─── TEXT EXTRACT

Lasse Collin [Tue, 30 Apr 2024 19:22:45 +0000 (22:22 +0300)]
liblzma: Fix incorrect function type error from sanitizer
Clang 17 with -fsanitize=address,undefined:
src/liblzma/common/filter_common.c:366:8: runtime error:
call to function encoder_find through pointer to incorrect
function type 'const lzma_filter_coder *(*)(unsigned long)'
src/liblzma/common/filter_encoder.c:187: note:
encoder_find defined here
Use a wrapper function to get the correct type neatly.
This reduces the number of casts needed too.
This issue could be a problem with control flow integrity (CFI)
methods that check the function type on indirect function calls.
Lasse Collin [Sat, 27 Apr 2024 11:56:16 +0000 (14:56 +0300)]
Tests: test_index: Make it clear that my_alloc() has no integer overflows
liblzma guarantees that the product of the allocation size arguments
will fit in size_t.
Putting the pre-increment in the if-statement was clearly wrong
although in practice it didn't matter here as the function is
called only a couple of times.
Lasse Collin [Sat, 27 Apr 2024 11:33:38 +0000 (14:33 +0300)]
liblzma: index_decoder: Fix missing initializations on LZMA_PROG_ERROR
If the arguments to lzma_index_decoder() or lzma_index_buffer_decode()
were such that LZMA_PROG_ERROR was returned, the lzma_index **i
argument wasn't touched even though the API docs say that *i = NULL
is done if an error occurs. This obviously won't be done even now
if i == NULL but otherwise it is best to do it due to the wording
in the API docs.
In practice this matters very little: The problem can occur only
if the functions are called with invalid arguments, that is,
the calling application must already have a bug.
Lasse Collin [Mon, 22 Apr 2024 18:54:39 +0000 (21:54 +0300)]
liblzma: lzma_str_to_filters: Set *error_pos on all errors
The API docs clearly say that if error_pos isn't NULL then *error
is always set on any error. However, it wasn't touched if str == NULL
or filters == NULL or unsupported flags were specified.
Lasse Collin [Fri, 15 Mar 2024 15:15:50 +0000 (17:15 +0200)]
Build: Use only the generic symbol versioning with NVIDIA HPC Compiler.
This does the previous commit with CMake.

──────
─── LISTED RECORDS

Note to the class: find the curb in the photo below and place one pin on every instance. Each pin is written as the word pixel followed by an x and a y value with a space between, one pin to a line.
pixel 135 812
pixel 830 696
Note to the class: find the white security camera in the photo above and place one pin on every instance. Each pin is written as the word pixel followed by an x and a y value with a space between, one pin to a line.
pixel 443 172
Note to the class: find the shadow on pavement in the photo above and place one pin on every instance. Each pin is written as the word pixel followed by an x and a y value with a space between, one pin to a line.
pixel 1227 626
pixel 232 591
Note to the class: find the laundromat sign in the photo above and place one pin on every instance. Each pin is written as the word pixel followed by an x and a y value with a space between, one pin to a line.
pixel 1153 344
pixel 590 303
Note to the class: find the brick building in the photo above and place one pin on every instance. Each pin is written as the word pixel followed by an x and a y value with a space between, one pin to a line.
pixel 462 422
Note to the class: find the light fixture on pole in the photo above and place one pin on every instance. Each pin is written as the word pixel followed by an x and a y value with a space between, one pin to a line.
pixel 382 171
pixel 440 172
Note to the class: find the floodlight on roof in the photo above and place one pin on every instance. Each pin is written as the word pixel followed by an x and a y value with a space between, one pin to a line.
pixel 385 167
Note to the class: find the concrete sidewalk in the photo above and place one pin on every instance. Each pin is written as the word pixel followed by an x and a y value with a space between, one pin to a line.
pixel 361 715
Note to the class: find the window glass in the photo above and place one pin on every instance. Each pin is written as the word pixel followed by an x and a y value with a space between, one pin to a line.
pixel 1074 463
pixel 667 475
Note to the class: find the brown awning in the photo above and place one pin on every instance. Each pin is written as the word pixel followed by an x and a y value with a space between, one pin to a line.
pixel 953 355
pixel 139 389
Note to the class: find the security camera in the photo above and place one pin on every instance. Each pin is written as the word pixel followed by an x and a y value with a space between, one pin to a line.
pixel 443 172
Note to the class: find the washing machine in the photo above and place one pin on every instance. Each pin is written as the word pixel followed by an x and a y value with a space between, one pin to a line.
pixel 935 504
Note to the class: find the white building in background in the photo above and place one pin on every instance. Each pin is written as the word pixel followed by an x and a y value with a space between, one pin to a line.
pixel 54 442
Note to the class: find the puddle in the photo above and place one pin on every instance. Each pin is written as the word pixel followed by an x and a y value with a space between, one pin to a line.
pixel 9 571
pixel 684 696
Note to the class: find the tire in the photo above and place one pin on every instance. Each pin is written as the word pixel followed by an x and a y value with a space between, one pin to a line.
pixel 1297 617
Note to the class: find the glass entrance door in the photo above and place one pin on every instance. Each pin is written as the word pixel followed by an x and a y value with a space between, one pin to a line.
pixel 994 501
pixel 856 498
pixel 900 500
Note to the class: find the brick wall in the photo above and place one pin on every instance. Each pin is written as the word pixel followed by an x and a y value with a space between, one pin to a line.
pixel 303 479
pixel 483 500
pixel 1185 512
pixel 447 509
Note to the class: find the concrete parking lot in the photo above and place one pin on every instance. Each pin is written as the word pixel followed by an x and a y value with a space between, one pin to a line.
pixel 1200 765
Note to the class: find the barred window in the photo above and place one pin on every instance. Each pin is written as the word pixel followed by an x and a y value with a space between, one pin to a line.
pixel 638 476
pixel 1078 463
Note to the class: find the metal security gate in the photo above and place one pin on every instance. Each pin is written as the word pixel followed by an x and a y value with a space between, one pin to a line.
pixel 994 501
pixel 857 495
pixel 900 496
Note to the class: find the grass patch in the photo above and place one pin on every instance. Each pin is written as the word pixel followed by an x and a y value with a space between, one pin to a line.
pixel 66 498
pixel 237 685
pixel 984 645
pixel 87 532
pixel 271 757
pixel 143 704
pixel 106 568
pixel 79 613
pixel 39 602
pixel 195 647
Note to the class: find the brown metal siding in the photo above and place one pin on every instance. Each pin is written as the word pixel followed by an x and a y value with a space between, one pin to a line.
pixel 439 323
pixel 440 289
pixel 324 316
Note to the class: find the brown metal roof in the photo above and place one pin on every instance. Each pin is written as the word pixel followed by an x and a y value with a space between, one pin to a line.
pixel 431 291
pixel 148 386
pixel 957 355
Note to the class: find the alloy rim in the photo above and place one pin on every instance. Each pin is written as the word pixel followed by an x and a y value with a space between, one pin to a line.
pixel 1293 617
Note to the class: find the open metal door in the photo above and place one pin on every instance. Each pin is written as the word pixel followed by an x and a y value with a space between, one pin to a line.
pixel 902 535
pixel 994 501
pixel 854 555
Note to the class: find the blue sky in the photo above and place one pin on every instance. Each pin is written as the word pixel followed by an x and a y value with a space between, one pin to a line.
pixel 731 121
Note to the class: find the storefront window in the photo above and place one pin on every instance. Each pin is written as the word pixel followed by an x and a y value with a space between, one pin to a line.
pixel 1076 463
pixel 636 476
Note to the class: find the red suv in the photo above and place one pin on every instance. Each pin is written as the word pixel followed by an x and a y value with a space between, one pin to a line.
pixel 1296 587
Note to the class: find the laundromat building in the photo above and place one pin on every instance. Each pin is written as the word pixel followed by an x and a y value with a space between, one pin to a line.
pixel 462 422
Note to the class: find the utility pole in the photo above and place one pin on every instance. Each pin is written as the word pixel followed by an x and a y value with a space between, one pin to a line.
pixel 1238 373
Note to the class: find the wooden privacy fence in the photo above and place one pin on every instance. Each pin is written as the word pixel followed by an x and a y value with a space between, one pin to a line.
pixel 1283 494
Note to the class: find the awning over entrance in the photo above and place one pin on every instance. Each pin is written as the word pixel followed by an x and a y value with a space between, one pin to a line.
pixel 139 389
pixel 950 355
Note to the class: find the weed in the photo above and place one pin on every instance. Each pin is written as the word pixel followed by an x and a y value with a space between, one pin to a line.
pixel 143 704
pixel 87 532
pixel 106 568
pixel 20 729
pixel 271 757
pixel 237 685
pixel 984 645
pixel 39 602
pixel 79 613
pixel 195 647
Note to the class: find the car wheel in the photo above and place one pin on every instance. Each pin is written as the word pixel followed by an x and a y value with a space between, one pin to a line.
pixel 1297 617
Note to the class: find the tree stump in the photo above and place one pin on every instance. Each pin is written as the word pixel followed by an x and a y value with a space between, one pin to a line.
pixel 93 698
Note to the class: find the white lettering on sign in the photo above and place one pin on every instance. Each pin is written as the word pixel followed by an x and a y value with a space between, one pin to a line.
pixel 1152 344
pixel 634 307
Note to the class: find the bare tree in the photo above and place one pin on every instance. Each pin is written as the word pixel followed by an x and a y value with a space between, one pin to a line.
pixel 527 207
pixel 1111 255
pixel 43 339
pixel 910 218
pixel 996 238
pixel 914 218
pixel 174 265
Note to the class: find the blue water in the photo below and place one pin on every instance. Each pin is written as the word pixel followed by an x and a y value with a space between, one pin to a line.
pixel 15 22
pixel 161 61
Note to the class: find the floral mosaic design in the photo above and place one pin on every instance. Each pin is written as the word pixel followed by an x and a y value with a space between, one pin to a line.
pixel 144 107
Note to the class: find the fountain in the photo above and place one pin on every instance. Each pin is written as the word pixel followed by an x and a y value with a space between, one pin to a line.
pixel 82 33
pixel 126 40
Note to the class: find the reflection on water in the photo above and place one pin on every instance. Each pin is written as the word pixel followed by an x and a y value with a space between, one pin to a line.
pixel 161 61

──────

EXERCISE REQUIREMENTS:
1) Reproduce everything in the commit log from "This reduces the" down to "indirect function calls.".
2) According to the commit log, which function was called through a pointer to an incorrect function type?

OUTPUTS IN ORDER:
1)
This reduces the number of casts needed too.
This issue could be a problem with control flow integrity (CFI)
methods that check the function type on indirect function calls.

2) encoder_find